--- START ---
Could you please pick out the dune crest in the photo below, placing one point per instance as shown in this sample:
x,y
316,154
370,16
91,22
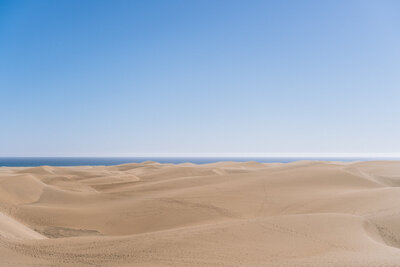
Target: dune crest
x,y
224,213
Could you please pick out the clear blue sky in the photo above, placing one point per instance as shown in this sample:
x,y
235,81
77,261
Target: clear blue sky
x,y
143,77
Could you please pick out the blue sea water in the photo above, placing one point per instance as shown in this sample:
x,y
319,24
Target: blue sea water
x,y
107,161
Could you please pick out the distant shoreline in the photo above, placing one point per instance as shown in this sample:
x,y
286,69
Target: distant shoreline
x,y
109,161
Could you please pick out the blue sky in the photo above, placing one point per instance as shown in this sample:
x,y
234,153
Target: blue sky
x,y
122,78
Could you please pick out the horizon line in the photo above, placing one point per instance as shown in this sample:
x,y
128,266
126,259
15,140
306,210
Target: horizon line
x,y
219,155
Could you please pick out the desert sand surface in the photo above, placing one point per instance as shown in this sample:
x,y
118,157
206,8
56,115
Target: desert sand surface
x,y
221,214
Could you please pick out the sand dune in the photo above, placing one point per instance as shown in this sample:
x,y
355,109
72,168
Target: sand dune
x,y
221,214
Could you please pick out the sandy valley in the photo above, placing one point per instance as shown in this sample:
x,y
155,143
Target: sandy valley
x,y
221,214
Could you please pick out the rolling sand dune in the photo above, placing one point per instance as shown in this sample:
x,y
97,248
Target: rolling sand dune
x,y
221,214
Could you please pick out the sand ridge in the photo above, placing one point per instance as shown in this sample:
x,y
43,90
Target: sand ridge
--- END ---
[The exercise] Retype all of the lines above word for word, without the picture.

[Response]
Could you please pick out the dune crest in the photo below, placing one point per instance as shown in this sample:
x,y
316,154
370,16
91,22
Target: dune crest
x,y
224,213
Could you please pick out the clear blue sky in the photo above, placing one point per instance as shown in this sample:
x,y
235,81
77,261
Target: clear blue sky
x,y
143,77
Could you please pick out the blue sea water in the photo above, placing one point per instance as shown in this sample:
x,y
319,24
Target: blue sea water
x,y
107,161
Could you please pick out the distant shoreline in the photo above, placing one point per instance as shown in this sample:
x,y
286,69
Target: distant shoreline
x,y
109,161
Could you please pick out the blue sky in the photo above, placing one point per instance as shown in this sample:
x,y
234,153
Target: blue sky
x,y
122,78
Could you please pick out the horizon line in the photo above, placing one point per instance as shown in this sample:
x,y
128,266
126,259
15,140
306,210
Target: horizon line
x,y
219,155
Could you please pick out the desert sand surface in the photo above, placing one point per instance as shown in this sample:
x,y
118,157
206,8
56,115
Target: desert sand surface
x,y
221,214
Could you please pick out the sand dune in the photo above, placing one point per instance as shown in this sample:
x,y
355,109
72,168
Target: sand dune
x,y
221,214
Could you please pick out the sandy valley in the photo above, placing one point per instance as shown in this sample:
x,y
155,143
Target: sandy valley
x,y
221,214
Could you please pick out the rolling sand dune in the photo above, placing one point per instance as shown in this sample:
x,y
97,248
Target: rolling sand dune
x,y
221,214
Could you please pick out the sand ridge in the photo above, placing one point per instance as shown in this sample:
x,y
43,90
Target: sand ridge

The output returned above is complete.